DOKUMENTAUSSCHNITT
□ □ □ □ □

Demo „Integration statt Abschiebung“ am 10.06.2017 in Nürnberg
Rede von Axel Schweiger von mut
Ich bin, wie die meisten von Euch einer der 6 Millionen Deutschen, die in der Flüchtlingshilfe aktiv sind. Wir haben uns engagiert, ihnen das Ankommen in Deutschland zu erleichtern, haben Feldbetten geschleppt und Schlafhallen eingerichtet, haben begonnen, Deutschunterricht zu geben, haben sie bei Behördengängen begleitet, haben sie für ihre Interviews vorbereitet und sind mit ihnen zum BamF gegangen, haben gehofft und erzählt, gute Integration ist der Schlüssel dafür, sich hier eine neue Existenz aufbauen zu können.
Und nun? Nun müssen wir miterleben, dass einer nach dem anderen einen ablehnenden Bescheid erhält. Dass unsere Schützlinge aufgefordert werden, Deutschland zu verlassen, dass man ihnen einzureden versucht, es wäre klüger, freiwillig wieder zurückzugehen.
Fassungslos lesen wir die Textbausteine in den Bescheiden des BamF, in denen es heißt, es gäbe sichere Orte in Afghanistan. Gebetsmühlenartig beten das auch die Politiker herunter. Nachfragen von Journalisten und Bürgern, wo die denn seien, werden ignoriert.
Warum? Ganz einfach: Es gibt keine sicheren Orte in Afghanistan.
Wir müssen auch miterleben, wie eine wild gewordene Staatsgewalt nun anfängt in großer Manier Menschen nach Afghanistan abzuschieben. Sogar welche, die hier mittlerweile tief verwurzelt sind, sich die Sprache angeeignet haben, einen Beruf erlernt und Freundschaften und Beziehungen aufgebaut haben. Sie kommen Nachts und holen sie aus den Betten und sie kommen tagsüber und holen sie von ihren Arbeitsplätzen. Wie Verbrecher werden diese Menschen, die meist seit sieben Jahren bei uns waren, abgeführt und inhaftiert und dabei besteht bei nahezu allen das einzige Verbrechen, das sie begangen haben, darin, dass sie am falschen Ort zu einer falschen Zeit geboren wurden. Und dabei reißt man auch denen Wunden in die Herzen, die sich unterstützend an ihre Seite gestellt haben. Die Flüchtlingshelfer, die Freundinnen und Freunde, auch Beziehungspartner bleiben fassungslos und meist auch selbst traumatisiert zurück. Und auch Pflegefamilien fragen sich, ob sie die nächsten sind, die um ihre Kinder bzw. Geschwister bangen müssen. Denn auch für mittlerweile volljährig gewordene Pflegekinder hagelt es Ablehnungsbescheide.

□ □ □ □ □

AUSZÜGE AUS DATENSÄTZEN
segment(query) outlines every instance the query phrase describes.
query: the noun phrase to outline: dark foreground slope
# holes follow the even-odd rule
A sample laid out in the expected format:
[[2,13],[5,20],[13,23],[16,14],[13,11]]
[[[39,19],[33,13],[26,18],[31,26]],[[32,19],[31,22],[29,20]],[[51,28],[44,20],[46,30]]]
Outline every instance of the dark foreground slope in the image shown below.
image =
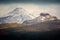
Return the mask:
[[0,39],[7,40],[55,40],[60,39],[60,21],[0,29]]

□ □ □ □ □

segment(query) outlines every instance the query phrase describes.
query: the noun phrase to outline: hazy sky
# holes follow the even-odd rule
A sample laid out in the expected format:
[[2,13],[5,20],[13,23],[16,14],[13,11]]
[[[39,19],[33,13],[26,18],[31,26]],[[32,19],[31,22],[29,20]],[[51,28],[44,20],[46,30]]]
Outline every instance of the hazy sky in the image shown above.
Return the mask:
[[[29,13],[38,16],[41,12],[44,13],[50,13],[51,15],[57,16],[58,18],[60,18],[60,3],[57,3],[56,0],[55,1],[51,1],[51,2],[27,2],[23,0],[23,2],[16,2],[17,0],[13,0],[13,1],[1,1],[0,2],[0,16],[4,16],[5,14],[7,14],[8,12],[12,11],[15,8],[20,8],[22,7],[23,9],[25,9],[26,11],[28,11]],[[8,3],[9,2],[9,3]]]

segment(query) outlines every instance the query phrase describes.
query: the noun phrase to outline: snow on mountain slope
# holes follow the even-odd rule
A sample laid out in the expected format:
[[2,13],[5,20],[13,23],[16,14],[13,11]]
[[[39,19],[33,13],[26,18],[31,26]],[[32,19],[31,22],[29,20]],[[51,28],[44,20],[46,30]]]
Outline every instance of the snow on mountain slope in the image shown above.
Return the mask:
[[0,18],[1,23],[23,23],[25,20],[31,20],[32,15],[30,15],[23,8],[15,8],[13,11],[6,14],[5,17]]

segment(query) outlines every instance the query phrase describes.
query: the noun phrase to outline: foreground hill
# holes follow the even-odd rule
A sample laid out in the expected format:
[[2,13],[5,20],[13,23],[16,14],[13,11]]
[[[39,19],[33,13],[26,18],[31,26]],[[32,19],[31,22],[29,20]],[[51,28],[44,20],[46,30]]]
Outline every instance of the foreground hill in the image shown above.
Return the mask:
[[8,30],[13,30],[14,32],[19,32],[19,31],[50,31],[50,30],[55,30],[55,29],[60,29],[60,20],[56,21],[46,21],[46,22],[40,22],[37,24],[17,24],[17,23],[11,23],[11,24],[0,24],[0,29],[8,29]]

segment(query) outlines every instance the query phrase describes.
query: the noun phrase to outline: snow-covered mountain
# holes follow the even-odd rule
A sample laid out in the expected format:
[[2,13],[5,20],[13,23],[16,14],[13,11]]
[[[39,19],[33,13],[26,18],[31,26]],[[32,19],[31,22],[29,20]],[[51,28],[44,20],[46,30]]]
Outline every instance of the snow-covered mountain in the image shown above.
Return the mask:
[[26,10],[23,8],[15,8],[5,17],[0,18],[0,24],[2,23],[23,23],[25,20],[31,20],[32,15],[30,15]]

□ □ □ □ □

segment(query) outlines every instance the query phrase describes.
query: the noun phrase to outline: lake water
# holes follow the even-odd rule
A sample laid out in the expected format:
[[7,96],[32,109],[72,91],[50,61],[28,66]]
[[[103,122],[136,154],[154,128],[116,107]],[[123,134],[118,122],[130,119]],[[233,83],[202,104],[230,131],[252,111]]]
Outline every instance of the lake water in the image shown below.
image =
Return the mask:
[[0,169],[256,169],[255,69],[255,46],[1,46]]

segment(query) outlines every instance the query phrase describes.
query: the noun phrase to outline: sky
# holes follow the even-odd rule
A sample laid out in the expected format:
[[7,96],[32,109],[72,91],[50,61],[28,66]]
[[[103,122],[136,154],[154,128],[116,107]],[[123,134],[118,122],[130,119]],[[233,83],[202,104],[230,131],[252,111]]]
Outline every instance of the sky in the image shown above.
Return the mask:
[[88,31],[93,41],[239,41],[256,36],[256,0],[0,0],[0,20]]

□ □ □ □ □

SCHRIFTLICHE AUFGABEN
(1) Nenne alle Personengruppen, die laut der Rede zur Demo in Nürnberg nach einer Abschiebung fassungslos zurückbleiben.
(2) Wähle aus den Datensätzen jede Zeile aus, die die Zeichenfolge „dark“ enthält, und gib sie vollständig wieder. Groß- und Kleinschreibung ist zu beachten.

DIE LÖSUNGEN
(1) Flüchtlingshelfer; Freundinnen und Freunde; Beziehungspartner

(2)
query: the noun phrase to outline: dark foreground slope
Outline every instance of the dark foreground slope in the image shown below.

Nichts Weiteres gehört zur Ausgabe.